## Records to process
▬▬▬

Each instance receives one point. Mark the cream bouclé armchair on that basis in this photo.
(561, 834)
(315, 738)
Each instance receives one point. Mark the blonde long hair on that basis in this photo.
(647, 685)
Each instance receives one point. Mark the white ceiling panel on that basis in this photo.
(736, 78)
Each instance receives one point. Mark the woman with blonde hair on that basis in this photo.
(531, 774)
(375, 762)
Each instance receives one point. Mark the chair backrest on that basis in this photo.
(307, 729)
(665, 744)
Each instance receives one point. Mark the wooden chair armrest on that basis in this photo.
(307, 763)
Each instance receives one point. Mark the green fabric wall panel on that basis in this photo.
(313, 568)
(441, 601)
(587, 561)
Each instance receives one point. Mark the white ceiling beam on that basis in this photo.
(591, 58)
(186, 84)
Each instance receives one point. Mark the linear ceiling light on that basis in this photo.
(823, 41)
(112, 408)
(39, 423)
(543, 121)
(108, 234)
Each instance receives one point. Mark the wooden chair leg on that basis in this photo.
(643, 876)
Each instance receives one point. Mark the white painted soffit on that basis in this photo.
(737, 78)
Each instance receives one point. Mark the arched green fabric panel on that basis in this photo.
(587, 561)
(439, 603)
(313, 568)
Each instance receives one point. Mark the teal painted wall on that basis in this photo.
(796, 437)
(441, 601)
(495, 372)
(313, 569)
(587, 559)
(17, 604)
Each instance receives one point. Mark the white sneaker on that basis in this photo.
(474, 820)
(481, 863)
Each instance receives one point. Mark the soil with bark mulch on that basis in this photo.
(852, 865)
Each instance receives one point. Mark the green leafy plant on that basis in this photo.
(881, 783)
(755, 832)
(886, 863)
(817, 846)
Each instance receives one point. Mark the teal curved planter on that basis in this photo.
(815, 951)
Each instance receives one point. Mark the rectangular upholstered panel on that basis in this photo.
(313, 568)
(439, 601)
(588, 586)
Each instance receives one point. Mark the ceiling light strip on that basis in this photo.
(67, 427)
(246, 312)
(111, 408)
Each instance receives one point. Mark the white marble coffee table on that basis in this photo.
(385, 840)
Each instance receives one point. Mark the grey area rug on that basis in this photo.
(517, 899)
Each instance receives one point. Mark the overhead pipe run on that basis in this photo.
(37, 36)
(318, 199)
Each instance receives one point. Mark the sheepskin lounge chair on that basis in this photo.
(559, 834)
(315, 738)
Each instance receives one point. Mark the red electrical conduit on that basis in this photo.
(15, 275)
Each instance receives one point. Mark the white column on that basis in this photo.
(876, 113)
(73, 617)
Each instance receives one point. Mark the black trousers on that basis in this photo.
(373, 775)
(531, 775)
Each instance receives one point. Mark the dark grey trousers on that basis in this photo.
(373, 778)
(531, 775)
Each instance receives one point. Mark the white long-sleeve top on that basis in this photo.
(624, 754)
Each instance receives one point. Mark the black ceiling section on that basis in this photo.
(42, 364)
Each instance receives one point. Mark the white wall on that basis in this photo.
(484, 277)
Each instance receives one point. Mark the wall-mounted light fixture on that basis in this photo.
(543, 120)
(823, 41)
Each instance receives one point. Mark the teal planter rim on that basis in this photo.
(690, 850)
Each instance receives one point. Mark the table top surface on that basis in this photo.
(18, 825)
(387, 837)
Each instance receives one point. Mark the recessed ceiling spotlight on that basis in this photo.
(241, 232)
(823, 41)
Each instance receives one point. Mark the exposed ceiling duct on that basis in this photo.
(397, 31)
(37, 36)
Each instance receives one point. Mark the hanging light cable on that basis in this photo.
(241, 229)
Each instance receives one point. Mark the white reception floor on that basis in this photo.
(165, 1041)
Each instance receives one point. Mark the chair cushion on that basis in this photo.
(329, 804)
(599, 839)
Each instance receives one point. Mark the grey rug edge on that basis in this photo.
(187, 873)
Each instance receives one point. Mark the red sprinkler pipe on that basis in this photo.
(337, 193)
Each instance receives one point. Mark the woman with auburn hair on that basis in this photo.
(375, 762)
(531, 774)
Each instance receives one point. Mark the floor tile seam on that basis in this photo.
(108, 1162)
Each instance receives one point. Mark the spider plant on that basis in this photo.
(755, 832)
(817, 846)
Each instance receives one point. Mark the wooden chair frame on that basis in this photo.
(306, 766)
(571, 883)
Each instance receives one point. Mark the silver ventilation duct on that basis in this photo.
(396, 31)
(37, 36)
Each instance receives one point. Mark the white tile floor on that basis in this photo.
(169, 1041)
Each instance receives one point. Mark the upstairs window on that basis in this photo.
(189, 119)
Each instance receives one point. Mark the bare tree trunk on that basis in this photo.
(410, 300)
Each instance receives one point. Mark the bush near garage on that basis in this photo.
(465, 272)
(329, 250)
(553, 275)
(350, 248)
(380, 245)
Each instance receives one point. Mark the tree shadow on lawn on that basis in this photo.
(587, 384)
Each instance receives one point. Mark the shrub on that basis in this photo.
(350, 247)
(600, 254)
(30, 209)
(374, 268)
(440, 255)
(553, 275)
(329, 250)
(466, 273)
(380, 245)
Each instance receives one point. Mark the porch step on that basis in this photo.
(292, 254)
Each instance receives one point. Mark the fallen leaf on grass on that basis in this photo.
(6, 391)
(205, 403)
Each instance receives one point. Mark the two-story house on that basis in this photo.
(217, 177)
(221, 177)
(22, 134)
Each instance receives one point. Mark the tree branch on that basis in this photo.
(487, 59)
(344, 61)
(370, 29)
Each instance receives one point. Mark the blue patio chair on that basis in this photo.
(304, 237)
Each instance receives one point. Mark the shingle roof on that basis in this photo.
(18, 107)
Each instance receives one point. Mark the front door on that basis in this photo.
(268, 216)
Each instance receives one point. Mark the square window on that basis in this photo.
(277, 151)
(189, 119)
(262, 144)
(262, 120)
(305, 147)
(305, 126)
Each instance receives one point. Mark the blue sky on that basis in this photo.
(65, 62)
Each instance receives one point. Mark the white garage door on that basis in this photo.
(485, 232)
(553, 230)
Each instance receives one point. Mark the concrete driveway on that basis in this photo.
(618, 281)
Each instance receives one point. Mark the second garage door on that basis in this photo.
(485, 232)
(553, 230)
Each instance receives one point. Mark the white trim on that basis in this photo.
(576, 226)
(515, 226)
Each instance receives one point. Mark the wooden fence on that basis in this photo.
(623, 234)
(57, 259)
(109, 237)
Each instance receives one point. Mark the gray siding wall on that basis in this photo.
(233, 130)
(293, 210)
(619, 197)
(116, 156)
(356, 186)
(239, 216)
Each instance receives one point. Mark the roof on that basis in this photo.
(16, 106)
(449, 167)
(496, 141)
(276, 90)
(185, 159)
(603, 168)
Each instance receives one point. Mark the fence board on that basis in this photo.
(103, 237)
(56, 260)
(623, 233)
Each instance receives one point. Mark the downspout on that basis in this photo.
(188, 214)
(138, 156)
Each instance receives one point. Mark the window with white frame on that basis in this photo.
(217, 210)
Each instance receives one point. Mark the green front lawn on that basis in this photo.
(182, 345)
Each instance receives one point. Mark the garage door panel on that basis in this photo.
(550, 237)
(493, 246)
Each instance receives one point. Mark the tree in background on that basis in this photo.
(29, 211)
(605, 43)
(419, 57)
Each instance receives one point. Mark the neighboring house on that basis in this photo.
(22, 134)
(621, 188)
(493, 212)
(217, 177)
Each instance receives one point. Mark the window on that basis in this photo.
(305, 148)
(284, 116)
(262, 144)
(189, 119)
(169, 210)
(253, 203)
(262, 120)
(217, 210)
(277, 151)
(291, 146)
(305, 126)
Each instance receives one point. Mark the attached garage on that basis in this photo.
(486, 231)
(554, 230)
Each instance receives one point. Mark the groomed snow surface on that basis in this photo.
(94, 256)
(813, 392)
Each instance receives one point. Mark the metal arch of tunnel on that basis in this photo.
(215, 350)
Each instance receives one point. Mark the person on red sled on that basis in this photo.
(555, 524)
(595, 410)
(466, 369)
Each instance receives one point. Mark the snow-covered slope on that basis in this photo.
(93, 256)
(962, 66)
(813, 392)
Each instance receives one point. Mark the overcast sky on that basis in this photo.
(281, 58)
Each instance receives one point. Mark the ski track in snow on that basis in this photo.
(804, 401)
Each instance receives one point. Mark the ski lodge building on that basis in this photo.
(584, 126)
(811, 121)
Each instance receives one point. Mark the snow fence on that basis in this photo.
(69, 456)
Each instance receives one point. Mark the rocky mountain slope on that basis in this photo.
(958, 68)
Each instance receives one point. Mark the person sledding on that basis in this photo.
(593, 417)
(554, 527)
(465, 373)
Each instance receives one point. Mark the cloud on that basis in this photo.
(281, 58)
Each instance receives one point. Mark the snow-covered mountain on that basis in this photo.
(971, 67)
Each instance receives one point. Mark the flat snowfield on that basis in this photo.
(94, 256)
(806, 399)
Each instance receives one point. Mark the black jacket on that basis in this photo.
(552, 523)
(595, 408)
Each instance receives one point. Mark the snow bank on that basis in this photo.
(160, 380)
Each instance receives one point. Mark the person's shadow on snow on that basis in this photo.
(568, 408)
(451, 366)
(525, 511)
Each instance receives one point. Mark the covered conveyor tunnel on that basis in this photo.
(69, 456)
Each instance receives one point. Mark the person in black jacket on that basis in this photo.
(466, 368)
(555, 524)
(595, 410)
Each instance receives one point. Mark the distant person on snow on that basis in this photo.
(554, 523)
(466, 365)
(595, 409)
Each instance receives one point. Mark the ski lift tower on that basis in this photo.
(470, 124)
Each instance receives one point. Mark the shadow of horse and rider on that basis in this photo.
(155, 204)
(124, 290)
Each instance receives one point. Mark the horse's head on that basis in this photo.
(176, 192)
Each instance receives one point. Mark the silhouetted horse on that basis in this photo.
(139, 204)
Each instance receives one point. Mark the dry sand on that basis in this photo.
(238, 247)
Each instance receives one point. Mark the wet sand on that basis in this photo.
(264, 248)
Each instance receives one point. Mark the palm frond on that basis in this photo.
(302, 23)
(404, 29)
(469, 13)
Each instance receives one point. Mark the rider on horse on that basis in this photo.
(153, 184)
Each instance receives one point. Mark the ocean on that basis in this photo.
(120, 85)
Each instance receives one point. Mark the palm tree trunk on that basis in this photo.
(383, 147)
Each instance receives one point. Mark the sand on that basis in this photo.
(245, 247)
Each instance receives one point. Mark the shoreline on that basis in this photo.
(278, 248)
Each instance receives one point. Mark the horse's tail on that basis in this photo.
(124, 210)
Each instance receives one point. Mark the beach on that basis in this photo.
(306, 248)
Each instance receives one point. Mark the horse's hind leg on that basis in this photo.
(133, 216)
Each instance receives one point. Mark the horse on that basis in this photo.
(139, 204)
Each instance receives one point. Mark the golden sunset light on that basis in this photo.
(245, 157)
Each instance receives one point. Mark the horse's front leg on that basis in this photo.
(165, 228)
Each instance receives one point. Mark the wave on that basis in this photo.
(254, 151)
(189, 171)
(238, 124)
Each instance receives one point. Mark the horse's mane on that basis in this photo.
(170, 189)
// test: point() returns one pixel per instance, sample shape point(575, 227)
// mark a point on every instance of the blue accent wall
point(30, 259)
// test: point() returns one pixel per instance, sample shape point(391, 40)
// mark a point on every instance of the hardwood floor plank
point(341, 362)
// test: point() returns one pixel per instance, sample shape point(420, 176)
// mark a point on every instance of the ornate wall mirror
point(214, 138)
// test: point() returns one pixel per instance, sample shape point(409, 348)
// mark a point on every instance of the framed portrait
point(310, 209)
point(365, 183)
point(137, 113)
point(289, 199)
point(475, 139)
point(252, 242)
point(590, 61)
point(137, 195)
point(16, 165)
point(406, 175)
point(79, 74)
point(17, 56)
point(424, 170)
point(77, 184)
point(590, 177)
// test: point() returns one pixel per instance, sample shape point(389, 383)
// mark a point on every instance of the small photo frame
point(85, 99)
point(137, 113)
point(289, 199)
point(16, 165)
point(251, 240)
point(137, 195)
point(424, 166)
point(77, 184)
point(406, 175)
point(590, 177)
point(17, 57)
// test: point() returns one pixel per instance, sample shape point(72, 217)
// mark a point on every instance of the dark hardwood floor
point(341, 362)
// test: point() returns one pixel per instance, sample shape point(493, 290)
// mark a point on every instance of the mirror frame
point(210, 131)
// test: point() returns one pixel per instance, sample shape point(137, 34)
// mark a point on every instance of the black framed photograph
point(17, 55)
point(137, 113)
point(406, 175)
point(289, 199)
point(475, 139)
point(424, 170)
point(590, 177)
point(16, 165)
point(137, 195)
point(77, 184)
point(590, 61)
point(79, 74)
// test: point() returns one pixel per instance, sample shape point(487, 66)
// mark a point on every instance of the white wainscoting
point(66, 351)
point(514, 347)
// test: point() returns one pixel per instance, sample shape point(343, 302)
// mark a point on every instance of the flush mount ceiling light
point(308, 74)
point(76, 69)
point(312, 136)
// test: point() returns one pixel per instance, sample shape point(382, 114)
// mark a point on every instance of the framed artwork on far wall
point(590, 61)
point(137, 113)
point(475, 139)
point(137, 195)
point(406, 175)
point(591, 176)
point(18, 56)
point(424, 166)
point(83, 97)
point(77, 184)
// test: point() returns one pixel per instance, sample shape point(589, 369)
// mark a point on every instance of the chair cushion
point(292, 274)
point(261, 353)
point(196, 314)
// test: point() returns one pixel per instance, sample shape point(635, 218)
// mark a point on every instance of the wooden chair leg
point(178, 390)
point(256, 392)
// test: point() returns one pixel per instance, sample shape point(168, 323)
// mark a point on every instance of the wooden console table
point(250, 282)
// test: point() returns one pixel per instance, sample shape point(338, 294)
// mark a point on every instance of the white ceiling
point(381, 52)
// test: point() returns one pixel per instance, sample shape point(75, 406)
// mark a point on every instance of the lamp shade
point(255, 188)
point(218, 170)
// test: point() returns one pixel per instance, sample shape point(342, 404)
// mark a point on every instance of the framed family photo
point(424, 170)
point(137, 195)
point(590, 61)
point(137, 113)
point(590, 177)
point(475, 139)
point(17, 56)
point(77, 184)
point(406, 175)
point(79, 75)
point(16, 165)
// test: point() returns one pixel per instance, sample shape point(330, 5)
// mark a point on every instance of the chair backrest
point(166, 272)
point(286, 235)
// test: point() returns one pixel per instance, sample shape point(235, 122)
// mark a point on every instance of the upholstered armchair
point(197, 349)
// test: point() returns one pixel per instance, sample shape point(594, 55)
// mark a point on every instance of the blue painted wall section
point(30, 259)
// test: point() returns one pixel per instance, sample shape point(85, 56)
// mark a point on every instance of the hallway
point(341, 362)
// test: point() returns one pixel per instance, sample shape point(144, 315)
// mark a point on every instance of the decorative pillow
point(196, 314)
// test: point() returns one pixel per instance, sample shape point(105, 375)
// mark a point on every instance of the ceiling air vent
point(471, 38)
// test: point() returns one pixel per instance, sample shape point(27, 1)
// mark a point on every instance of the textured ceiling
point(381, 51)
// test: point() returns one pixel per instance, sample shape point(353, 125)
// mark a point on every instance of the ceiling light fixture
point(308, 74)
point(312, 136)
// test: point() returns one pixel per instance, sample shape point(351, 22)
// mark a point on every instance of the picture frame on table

▬▬▬

## Task directions
Where the listing above reaches the line that contains "of the chair cushion", start retyping, and finish with the line that contains "shape point(338, 294)"; reproduce those lines exactly and no others.

## Exercise result
// mark a point on every instance of the chair cushion
point(292, 274)
point(261, 353)
point(196, 314)
// test: point() returns one pixel per instance, sample shape point(635, 218)
// mark a point on every instance of the wooden chair leg
point(178, 390)
point(256, 392)
// test: point() returns one pixel per instance, sample shape point(168, 323)
// mark a point on every instance of the wooden console table
point(250, 282)
// test: point() returns one pixel per instance, sample shape point(338, 294)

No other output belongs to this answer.